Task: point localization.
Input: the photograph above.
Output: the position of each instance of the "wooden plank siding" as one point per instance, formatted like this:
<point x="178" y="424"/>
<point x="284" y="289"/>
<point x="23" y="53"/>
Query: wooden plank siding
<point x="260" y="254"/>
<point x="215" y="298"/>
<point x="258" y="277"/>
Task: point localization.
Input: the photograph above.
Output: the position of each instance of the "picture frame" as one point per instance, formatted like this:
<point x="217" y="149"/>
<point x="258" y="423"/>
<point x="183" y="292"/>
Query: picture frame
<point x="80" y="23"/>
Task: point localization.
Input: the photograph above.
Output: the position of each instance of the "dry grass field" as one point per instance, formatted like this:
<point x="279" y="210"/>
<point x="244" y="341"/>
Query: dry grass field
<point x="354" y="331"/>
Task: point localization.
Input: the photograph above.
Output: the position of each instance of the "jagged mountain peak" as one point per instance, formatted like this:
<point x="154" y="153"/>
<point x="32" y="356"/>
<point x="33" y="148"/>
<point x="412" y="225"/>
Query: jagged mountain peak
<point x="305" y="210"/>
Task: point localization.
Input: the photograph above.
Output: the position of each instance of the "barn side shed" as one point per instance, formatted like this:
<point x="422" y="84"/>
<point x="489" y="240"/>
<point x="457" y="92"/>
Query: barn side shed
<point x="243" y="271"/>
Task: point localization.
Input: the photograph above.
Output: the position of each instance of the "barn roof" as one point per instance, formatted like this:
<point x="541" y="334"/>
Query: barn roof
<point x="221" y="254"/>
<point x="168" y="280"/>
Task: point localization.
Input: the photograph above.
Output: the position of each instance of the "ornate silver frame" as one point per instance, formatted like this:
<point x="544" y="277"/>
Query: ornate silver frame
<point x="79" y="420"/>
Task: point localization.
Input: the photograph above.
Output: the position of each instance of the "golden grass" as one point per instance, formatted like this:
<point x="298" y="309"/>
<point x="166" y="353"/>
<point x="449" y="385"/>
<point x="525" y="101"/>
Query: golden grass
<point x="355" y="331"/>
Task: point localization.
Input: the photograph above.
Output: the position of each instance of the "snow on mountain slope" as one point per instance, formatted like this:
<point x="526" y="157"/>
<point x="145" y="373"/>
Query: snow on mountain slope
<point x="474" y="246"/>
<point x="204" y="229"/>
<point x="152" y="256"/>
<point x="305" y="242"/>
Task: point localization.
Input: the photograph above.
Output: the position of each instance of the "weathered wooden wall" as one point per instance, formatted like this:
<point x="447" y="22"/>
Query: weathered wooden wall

○ ○ ○

Rewrite all the items above, changing every "photograph" to "image" and leaving all other text unchanged.

» Output below
Task: point localization.
Input: the image above.
Output: the position of each instance of the "wooden plank siding" as one point per instance, formatted like this:
<point x="178" y="424"/>
<point x="284" y="289"/>
<point x="23" y="53"/>
Query: wooden plank siding
<point x="260" y="254"/>
<point x="215" y="298"/>
<point x="258" y="277"/>
Task: point localization.
Input: the image above.
Output: the position of each instance of the "picture frame" as one point per instance, formatted like this:
<point x="217" y="149"/>
<point x="258" y="423"/>
<point x="183" y="292"/>
Query: picture frame
<point x="80" y="23"/>
Task: point localization.
Input: the image above.
Output: the position of each instance of the "dry grass field" as one point per instance, formatted like this:
<point x="279" y="210"/>
<point x="244" y="341"/>
Query: dry grass field
<point x="354" y="331"/>
Task: point localization.
Input: the image above.
Output: the position of each instance of the "jagged mountain peak" as one point per instance, formatted like this:
<point x="154" y="153"/>
<point x="32" y="356"/>
<point x="33" y="148"/>
<point x="412" y="225"/>
Query: jagged mountain peak
<point x="305" y="210"/>
Task: point localization.
Input: the image above.
Output: the position of each instance of the "barn side shed" as one point per instance, formatted like this:
<point x="422" y="84"/>
<point x="489" y="240"/>
<point x="457" y="92"/>
Query: barn side shed
<point x="243" y="271"/>
Task: point localization.
Input: the image above.
Output: the position of each instance of the "barn roof" as one point per instance, formatted like this:
<point x="541" y="334"/>
Query: barn roof
<point x="221" y="254"/>
<point x="168" y="280"/>
Task: point localization.
Input: the image above.
Output: the position of each instance of the "ornate silver frame" as one point per instance, formatted like this:
<point x="544" y="277"/>
Query: ornate silver frame
<point x="79" y="420"/>
Task: point localization.
Input: the image above.
Output: the position of each instance of the "golden grass" as one point per instance, formatted like this:
<point x="298" y="309"/>
<point x="166" y="353"/>
<point x="449" y="385"/>
<point x="525" y="101"/>
Query: golden grass
<point x="355" y="331"/>
Task: point localization.
Input: the image above.
Output: the position of each instance of the "snow on mountain slope" as one point per instance, formatted like this:
<point x="526" y="157"/>
<point x="145" y="373"/>
Query: snow on mountain slope
<point x="474" y="246"/>
<point x="204" y="229"/>
<point x="152" y="256"/>
<point x="305" y="242"/>
Task: point localization.
Input: the image above.
Output: the position of each instance of the "weathered wooden wall" as one point per instance, formatted like this:
<point x="447" y="22"/>
Query: weathered wooden wall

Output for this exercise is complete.